* **Problem requirements**:
Gather every line of the records below that contains the word "shirt", and copy each such line in full.

* **Material for this exercise**:
= = =
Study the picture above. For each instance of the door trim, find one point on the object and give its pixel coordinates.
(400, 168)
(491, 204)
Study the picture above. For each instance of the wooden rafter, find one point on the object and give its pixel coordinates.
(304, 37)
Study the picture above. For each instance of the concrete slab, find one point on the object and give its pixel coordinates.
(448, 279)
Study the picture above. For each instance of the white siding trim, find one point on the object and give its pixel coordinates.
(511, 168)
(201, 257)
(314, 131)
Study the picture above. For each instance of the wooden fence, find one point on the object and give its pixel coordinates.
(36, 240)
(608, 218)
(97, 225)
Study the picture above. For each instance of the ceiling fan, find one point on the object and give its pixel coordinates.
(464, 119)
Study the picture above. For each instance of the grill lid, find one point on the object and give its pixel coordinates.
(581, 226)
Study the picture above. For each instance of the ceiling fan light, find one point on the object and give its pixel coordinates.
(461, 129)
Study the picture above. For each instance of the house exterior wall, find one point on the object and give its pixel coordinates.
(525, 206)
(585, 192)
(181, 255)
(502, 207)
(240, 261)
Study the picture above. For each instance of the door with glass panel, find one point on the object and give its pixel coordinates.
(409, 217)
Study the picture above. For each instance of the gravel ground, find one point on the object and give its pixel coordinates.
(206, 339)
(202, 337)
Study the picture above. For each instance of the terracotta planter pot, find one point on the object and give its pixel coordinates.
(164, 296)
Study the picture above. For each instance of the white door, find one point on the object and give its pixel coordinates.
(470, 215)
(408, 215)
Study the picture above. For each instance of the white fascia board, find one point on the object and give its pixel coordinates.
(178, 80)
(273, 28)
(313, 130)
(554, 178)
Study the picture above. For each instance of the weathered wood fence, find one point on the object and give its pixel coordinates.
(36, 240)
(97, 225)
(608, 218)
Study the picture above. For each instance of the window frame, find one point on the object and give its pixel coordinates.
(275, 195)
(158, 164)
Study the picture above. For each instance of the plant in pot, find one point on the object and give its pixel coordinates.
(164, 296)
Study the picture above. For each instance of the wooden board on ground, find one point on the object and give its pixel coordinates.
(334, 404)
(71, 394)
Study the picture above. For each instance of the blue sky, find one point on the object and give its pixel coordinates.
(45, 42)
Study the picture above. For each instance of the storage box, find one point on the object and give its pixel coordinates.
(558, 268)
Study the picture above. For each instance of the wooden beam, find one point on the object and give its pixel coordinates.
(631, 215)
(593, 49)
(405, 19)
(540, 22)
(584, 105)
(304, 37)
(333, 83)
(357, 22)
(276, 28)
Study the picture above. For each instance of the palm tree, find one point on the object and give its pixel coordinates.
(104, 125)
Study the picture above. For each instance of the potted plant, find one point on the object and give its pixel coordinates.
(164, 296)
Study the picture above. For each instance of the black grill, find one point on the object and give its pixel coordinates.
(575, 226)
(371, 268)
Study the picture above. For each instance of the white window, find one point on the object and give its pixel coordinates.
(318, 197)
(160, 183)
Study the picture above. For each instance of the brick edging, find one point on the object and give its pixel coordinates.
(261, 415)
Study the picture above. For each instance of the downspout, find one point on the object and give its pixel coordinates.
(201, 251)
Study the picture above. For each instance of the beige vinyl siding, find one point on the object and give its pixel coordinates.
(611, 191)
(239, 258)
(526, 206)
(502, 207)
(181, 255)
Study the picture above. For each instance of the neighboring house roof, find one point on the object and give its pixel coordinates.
= = =
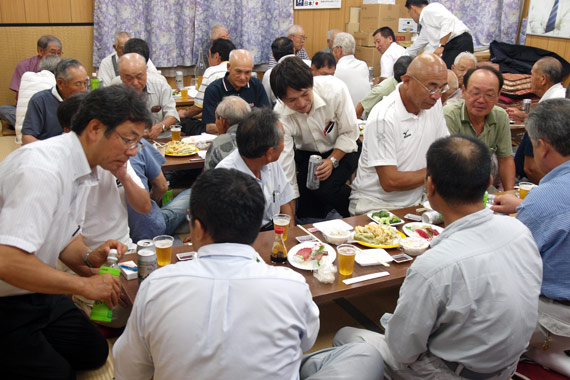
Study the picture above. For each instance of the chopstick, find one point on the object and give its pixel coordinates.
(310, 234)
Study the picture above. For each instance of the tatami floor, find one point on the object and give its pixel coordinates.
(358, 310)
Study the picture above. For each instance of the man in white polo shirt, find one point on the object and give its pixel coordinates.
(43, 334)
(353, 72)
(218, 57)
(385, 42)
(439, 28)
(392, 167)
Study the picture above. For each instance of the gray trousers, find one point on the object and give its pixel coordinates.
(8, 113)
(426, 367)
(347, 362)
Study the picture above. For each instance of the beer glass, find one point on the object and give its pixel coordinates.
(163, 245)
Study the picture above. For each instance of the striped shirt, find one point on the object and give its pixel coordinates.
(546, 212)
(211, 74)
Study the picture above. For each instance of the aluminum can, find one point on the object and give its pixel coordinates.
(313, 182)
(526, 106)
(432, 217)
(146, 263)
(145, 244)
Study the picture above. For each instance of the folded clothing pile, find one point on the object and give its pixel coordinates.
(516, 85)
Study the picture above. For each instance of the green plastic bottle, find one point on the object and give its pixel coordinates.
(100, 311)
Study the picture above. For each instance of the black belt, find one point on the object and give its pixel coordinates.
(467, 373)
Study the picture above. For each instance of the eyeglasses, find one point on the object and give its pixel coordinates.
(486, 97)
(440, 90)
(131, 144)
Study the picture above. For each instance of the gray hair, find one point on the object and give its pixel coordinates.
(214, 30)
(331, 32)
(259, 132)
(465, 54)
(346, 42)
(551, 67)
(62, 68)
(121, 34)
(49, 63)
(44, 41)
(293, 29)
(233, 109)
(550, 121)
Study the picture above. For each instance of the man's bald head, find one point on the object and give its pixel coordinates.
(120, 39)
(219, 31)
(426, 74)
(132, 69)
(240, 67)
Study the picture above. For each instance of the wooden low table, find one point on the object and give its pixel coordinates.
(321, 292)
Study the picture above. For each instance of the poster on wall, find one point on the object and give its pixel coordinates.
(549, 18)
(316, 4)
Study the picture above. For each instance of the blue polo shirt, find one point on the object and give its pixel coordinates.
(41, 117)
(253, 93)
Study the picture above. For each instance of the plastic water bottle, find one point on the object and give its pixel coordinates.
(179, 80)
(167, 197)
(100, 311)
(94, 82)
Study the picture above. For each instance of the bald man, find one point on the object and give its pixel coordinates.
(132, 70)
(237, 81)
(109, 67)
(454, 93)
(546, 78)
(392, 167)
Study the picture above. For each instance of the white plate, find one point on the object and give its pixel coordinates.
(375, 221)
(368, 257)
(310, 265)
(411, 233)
= = =
* **Answer in full**:
Study the picture above. For each instance of the man in white polo shirt, find one point on the object and give its pixel coordinates.
Study the picture above. For each instance of the striped shirt, find one point on the object and give its pixel coordinates.
Study the picture above. For each instance of the blue polo shirt, find one point on the object and give its pixel coordinates.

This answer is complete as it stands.